| GIVEN RECORDS |
◆ ◆ ◆ ◆
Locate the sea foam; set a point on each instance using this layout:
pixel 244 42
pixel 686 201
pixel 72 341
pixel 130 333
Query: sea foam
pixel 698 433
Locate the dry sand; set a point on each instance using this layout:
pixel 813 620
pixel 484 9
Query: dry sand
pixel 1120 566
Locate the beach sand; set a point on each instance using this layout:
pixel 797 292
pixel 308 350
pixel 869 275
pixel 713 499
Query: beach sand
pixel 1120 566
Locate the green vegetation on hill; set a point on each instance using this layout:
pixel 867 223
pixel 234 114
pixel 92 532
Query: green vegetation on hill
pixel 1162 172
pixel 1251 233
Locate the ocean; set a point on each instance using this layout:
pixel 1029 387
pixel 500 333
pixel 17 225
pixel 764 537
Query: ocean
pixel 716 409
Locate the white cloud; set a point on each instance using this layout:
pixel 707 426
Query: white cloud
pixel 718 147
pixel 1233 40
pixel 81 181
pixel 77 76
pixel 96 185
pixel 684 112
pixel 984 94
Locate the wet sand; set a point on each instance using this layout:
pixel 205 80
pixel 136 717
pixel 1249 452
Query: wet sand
◆ ◆ ◆ ◆
| DIRECTION |
Render every line above as a JSON list of strings, one string per line, and leave out any blank lines.

| THE ANSWER |
[
  "Locate the sea foam; set a point on each instance using this layout:",
  "pixel 244 42",
  "pixel 686 201",
  "pixel 72 341",
  "pixel 130 333",
  "Query: sea foam",
  "pixel 698 433",
  "Locate the dry sand; set a point on each instance using this layout:",
  "pixel 813 620",
  "pixel 484 9",
  "Query: dry sand",
  "pixel 1120 566",
  "Locate the beach sand; set a point on each instance using this layout:",
  "pixel 797 292",
  "pixel 308 350",
  "pixel 869 275",
  "pixel 713 499",
  "Query: beach sand",
  "pixel 1120 566",
  "Locate the green vegetation on hill; set a point on each instance using this layout:",
  "pixel 867 223",
  "pixel 234 114",
  "pixel 92 532",
  "Query: green vegetation on hill",
  "pixel 1162 172",
  "pixel 1251 233",
  "Locate the ocean; set a point on each instance using this layout:",
  "pixel 1029 387",
  "pixel 500 333",
  "pixel 17 225",
  "pixel 764 537",
  "Query: ocean",
  "pixel 716 409",
  "Locate the white cloud; set a point on each instance using this layout:",
  "pixel 707 426",
  "Query: white cloud",
  "pixel 718 147",
  "pixel 1233 40",
  "pixel 81 181",
  "pixel 77 76",
  "pixel 96 185",
  "pixel 684 112",
  "pixel 984 94",
  "Locate the wet sand; set a point on each instance using this layout:",
  "pixel 205 80",
  "pixel 136 717",
  "pixel 1249 452",
  "Query: wet sand"
]